* _Opgave 1_: Waarover ging de kortgedingprocedure volgens de aangeleverde passage onder meer?

* _Aangeleverde passage_:
____
3.1 In reactie op de klacht heeft verweerder geschreven dat hij zich niet herkent in hetgeen klager heeft gesteld. De door klager genoemde punten – zoals die hierboven onder 2.1 sub a t/m i zijn weergegeven – zijn nimmer door verweerder op die wijze naar voren gebracht. Verweerder heeft, zowel richting de rechter als met klager en zijn advocaat, uitsluitend zakelijk gecommuniceerd. Verweerder heeft zich evenmin grievend over klager uitgelaten.

3.2 Verweerder heeft tijdens de kortgeding procedure namens de vrouw wel gesteld dat klager met justitie in aanraking is geweest in verband met een zedenzaak. Klager heeft dit ter zitting van het kortgeding ook erkend. Naar het oordeel van verweerder was het van belang dit gegeven namens de vrouw naar voren te brengen, omdat de kortgeding procedure onder meer ging over een omgangsregeling met de minderjarige dochter.
____
* _Gegevensrijen_:
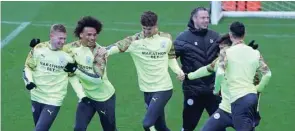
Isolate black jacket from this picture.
[174,19,219,94]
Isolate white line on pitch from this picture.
[1,22,31,48]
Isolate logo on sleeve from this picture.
[161,41,166,48]
[86,56,91,64]
[210,39,214,44]
[213,113,220,120]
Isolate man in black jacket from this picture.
[174,7,221,131]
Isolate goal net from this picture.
[211,1,295,25]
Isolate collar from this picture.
[232,40,245,45]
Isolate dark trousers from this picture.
[32,101,60,131]
[231,93,258,131]
[74,94,117,131]
[143,90,173,131]
[182,92,221,131]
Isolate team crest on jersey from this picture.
[213,113,220,120]
[161,41,166,48]
[187,99,194,106]
[86,56,91,64]
[32,106,35,112]
[59,57,66,65]
[210,39,214,44]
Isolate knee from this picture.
[142,120,153,129]
[74,125,86,131]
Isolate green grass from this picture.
[1,2,295,131]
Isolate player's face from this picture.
[80,27,97,47]
[142,26,158,37]
[50,31,67,50]
[193,10,209,29]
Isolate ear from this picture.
[79,33,83,38]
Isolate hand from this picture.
[184,73,189,80]
[30,38,40,48]
[81,97,91,104]
[248,40,259,50]
[254,75,260,86]
[94,47,108,57]
[26,82,37,91]
[64,61,78,73]
[213,90,221,96]
[176,71,185,81]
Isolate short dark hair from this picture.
[216,33,232,46]
[191,7,209,17]
[74,16,102,38]
[140,11,158,26]
[229,21,245,38]
[50,24,67,33]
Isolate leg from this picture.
[231,94,258,131]
[35,105,60,131]
[182,94,205,131]
[205,93,221,116]
[95,94,117,131]
[32,101,44,126]
[143,90,173,131]
[74,102,95,131]
[201,109,233,131]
____
* _Opgave 2_: Pas alle records aan door "Isolate" overal te vervangen door "Outline" en de rest ongewijzigd te laten. Neem de afbeeldingen niet op in je antwoord.

* _Juiste uitvoer 1_: Over een omgangsregeling met de minderjarige dochter.

* _Juiste uitvoer 2_:
Outline black jacket from this picture.
[174,19,219,94]
Outline white line on pitch from this picture.
[1,22,31,48]
Outline logo on sleeve from this picture.
[161,41,166,48]
[86,56,91,64]
[210,39,214,44]
[213,113,220,120]
Outline man in black jacket from this picture.
[174,7,221,131]
Outline goal net from this picture.
[211,1,295,25]
Outline collar from this picture.
[232,40,245,45]
Outline dark trousers from this picture.
[32,101,60,131]
[231,93,258,131]
[74,94,117,131]
[143,90,173,131]
[182,92,221,131]
Outline team crest on jersey from this picture.
[213,113,220,120]
[161,41,166,48]
[187,99,194,106]
[86,56,91,64]
[32,106,35,112]
[59,57,66,65]
[210,39,214,44]
Outline knee from this picture.
[142,120,153,129]
[74,125,86,131]
Outline green grass from this picture.
[1,2,295,131]
Outline player's face from this picture.
[80,27,97,47]
[142,26,158,37]
[50,31,67,50]
[193,10,209,29]
Outline ear from this picture.
[79,33,83,38]
Outline hand from this picture.
[184,73,189,80]
[30,38,40,48]
[81,97,91,104]
[248,40,259,50]
[254,75,260,86]
[94,47,108,57]
[26,82,37,91]
[64,61,78,73]
[213,90,221,96]
[176,71,185,81]
Outline short dark hair from this picture.
[216,33,232,46]
[191,7,209,17]
[74,16,102,38]
[140,11,158,26]
[229,21,245,38]
[50,24,67,33]
Outline leg from this picture.
[231,94,258,131]
[35,105,60,131]
[182,94,205,131]
[205,93,221,116]
[95,94,117,131]
[32,101,44,126]
[143,90,173,131]
[74,102,95,131]
[201,109,233,131]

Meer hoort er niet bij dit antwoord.